Selected text —
[Begin]

Gregory Santos has quietly been the best White Sox reliever

White Sox reliever Gregory Santos

(Photo by Troy Taormina/USA TODAY Sports)

The White Sox bullpen has been nothing short of a disaster this season, and virtually everybody from the arm barn who has thrown a pitch has likely contributed to that perception. Reynaldo Lopez has utterly failed as an interim closer, Kendall Graveman and Joe Kelly haven't justified their price tags, Jimmy Lambert hasn't built on last season's pleasant surprise, Aaron Bummer is a shell of the dominant force that inked a rare long-term reliever extension, Jake Diekman has been Jake Diekman, and Gregory Santos stumbled badly out of the gate.

When I finally got around to looking up Santos' numbers for the season, I was shocked. He was one of the responsible parties for one of the Houston games getting out of reach, and his subsequent appearances didn't inspire much confidence. Five of Santos' first six appearances lowered the team's probability of winning by WPA, and as the last guy in the Opening Day bullpen, perhaps that wasn't all that suprising.

[End]

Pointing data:
[Begin]

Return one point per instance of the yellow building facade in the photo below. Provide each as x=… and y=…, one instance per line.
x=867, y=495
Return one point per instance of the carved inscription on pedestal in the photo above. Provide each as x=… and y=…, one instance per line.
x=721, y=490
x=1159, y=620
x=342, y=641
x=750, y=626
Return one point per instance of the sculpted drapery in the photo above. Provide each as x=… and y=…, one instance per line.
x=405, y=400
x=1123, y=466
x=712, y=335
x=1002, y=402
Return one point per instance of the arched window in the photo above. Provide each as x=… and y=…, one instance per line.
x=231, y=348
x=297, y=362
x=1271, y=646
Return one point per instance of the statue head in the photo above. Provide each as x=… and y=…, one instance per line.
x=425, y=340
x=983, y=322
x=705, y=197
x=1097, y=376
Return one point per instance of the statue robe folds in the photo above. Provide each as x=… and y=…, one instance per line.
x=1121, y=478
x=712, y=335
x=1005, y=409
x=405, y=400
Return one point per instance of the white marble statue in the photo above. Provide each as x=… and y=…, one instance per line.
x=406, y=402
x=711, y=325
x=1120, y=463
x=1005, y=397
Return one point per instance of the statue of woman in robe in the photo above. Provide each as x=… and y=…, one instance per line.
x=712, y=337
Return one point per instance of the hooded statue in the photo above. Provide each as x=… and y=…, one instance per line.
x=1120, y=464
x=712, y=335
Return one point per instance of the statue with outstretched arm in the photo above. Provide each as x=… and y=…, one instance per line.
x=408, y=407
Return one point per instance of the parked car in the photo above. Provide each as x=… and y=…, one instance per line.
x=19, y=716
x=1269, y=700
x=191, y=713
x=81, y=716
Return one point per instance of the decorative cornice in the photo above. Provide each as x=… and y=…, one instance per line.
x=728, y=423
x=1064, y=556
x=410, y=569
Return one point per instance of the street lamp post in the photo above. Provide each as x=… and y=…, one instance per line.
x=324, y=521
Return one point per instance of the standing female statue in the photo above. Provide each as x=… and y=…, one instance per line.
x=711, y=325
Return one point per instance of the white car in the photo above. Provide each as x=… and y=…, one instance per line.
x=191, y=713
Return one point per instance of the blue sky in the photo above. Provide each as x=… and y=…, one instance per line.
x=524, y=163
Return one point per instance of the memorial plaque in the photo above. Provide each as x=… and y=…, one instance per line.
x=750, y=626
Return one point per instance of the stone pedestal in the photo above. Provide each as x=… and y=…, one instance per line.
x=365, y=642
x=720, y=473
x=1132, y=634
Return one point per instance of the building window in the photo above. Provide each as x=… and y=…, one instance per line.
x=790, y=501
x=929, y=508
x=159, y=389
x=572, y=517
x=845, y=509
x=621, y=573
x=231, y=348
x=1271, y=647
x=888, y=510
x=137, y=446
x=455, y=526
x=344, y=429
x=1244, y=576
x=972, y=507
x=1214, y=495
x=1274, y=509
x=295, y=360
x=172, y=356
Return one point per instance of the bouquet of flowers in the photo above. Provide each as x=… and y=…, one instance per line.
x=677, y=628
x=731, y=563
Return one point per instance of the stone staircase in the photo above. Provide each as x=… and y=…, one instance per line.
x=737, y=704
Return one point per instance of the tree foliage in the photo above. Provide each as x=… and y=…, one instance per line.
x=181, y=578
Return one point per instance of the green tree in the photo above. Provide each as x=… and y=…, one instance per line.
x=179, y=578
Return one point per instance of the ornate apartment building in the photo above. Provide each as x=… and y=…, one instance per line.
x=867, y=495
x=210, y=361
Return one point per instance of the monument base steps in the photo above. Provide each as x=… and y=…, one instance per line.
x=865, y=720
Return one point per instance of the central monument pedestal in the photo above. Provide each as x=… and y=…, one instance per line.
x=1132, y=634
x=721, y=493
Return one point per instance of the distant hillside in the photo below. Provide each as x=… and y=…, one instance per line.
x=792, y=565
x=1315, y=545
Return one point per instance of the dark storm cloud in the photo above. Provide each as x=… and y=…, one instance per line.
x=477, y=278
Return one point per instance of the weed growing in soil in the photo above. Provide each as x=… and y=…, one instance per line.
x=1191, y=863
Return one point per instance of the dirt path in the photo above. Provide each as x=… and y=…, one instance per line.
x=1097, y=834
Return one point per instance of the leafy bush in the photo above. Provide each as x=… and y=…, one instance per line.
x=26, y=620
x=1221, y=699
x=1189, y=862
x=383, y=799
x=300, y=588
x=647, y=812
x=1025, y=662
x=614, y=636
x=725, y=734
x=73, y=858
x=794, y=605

[End]

Request 1 — According to the White Sox bullpen article, which pitcher utterly failed as an interim closer?
Request 2 — Name every White Sox reliever mentioned in the paragraph of the bullpen article that begins "The White Sox bullpen has been nothing short of a disaster."
Request 3 — Continue the article about Gregory Santos and the White Sox bullpen, picking up after its final sentence.

Exercise result 1 — Reynaldo Lopez

Exercise result 2 — Reynaldo Lopez, Kendall Graveman, Joe Kelly, Jimmy Lambert, Aaron Bummer, Jake Diekman, Gregory Santos

Exercise result 3 —
However, since the last of those outings on April 16, Santos has been very reliable out of the pen while the rest of the relief corps have collapsed around him. He's sitting at a 1.88 ERA to go along with a sterling 2.62 FIP. In his most recent seven games, he's given up no runs in 8.1 innings with ten strikeouts against three walks. In a bullpen with the major leagues' worst ERA (yes, they're behind Oakland now), such a stretch feels like it needs a light shone upon it.

So let's shine it.

At just age 23, Santos isn't some well-traveled journeyman on a hot streak. He might actually be finding himself as a pitcher. Before coming over from the Giants in the Kade McClure trade, Santos was short on major league experience, but what little he had was flush with control problems. In 2023, it seems that there's two big differences to his pitching that might explain why the White Sox seem to be getting more out of him than the Giants could.

One significant change is that Santos has mostly ditched his fourseam fastball for a sinker-heavy approach. He'll eventually give up a home run, but his 51.2 percent ground ball rate has helped him manage contact thus far. What's more important is that he seems to be able to control the new sinker more than the old fourseam. In 2022, he couldn't even throw half of his fastballs for strikes, which is a good way to lose a lot of hitters. This year, the story is different.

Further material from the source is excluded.